From mboxrd@z Thu Jan  1 00:00:00 1970
From: Michael Tokarev <mjt@tls.msk.ru>
Subject: Re: kvm guest: hrtimer: interrupt too slow
Date: Thu, 08 Oct 2009 18:06:39 +0400
Message-ID: <4ACDF1EF.3070005@msgid.tls.msk.ru>
References: <4AC207B1.7020901@msgid.tls.msk.ru> <20091003231205.GA15015@amt.cnet> <20091007231733.GG5903@nowhere> <20091008005456.GA10032@amt.cnet> <4ACD9AB9.3080803@msgid.tls.msk.ru> <alpine.LFD.2.00.0910081005140.9428@localhost.localdomain> <4ACD9F68.10303@msgid.tls.msk.ru> <alpine.LFD.2.00.0910081127530.9428@localhost.localdomain>
Mime-Version: 1.0
Content-Type: text/plain; charset=ISO-8859-1; format=flowed
Content-Transfer-Encoding: 7bit
Cc: Marcelo Tosatti <mtosatti@redhat.com>,
	Frederic Weisbecker <fweisbec@gmail.com>,
	kvm <kvm@vger.kernel.org>, Ingo Molnar <mingo@elte.hu>
To: Thomas Gleixner <tglx@linutronix.de>
Return-path: <kvm-owner@vger.kernel.org>
Received: from isrv.corpit.ru ([81.13.33.159]:32929 "EHLO isrv.corpit.ru"
	rhost-flags-OK-OK-OK-OK) by vger.kernel.org with ESMTP
	id S1757690AbZJHOHS (ORCPT <rfc822;kvm@vger.kernel.org>);
	Thu, 8 Oct 2009 10:07:18 -0400
In-Reply-To: <alpine.LFD.2.00.0910081127530.9428@localhost.localdomain>
Sender: kvm-owner@vger.kernel.org
List-ID: <kvm.vger.kernel.org>

Thomas Gleixner wrote:
> On Thu, 8 Oct 2009, Michael Tokarev wrote:
> 
>> Thomas Gleixner wrote:
>>> On Thu, 8 Oct 2009, Michael Tokarev wrote:
>>>> Yesterday I was "lucky" enough to actually watch what's
>>>> going on when the delay actually happens.
>>>>
>>>> I run desktop environment on a kvm virtual machine here.
>>>> The server is on diskless terminal, and the rest, incl.

• **What you will do**
A – Retype the kvm hrtimer message without changes, starting at the words "rhost-flags-OK-OK-OK-OK) by vger.kernel.org" and ending after "delay actually happens.".
B – Condense the header paragraph of the kvm hrtimer message that opens with "From mboxrd@z" into a short list of its main facts.

• **Dataset entries**
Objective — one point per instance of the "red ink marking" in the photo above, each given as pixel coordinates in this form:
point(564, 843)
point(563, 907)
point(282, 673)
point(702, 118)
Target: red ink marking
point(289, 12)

• **Set of answers**
A –
rhost-flags-OK-OK-OK-OK) by vger.kernel.org with ESMTP
	id S1757690AbZJHOHS (ORCPT <rfc822;kvm@vger.kernel.org>);
	Thu, 8 Oct 2009 10:07:18 -0400
In-Reply-To: <alpine.LFD.2.00.0910081127530.9428@localhost.localdomain>
Sender: kvm-owner@vger.kernel.org
List-ID: <kvm.vger.kernel.org>

Thomas Gleixner wrote:
> On Thu, 8 Oct 2009, Michael Tokarev wrote:
> 
>> Thomas Gleixner wrote:
>>> On Thu, 8 Oct 2009, Michael Tokarev wrote:
>>>> Yesterday I was "lucky" enough to actually watch what's
>>>> going on when the delay actually happens.

B –
- Sender: Michael Tokarev <mjt@tls.msk.ru>
- Recipient: Thomas Gleixner <tglx@linutronix.de>
- Copied: Marcelo Tosatti, Frederic Weisbecker, the kvm list (kvm@vger.kernel.org), Ingo Molnar
- Subject: Re: kvm guest: hrtimer: interrupt too slow
- Date: Thu, 08 Oct 2009 18:06:39 +0400
- Mailing list: kvm.vger.kernel.org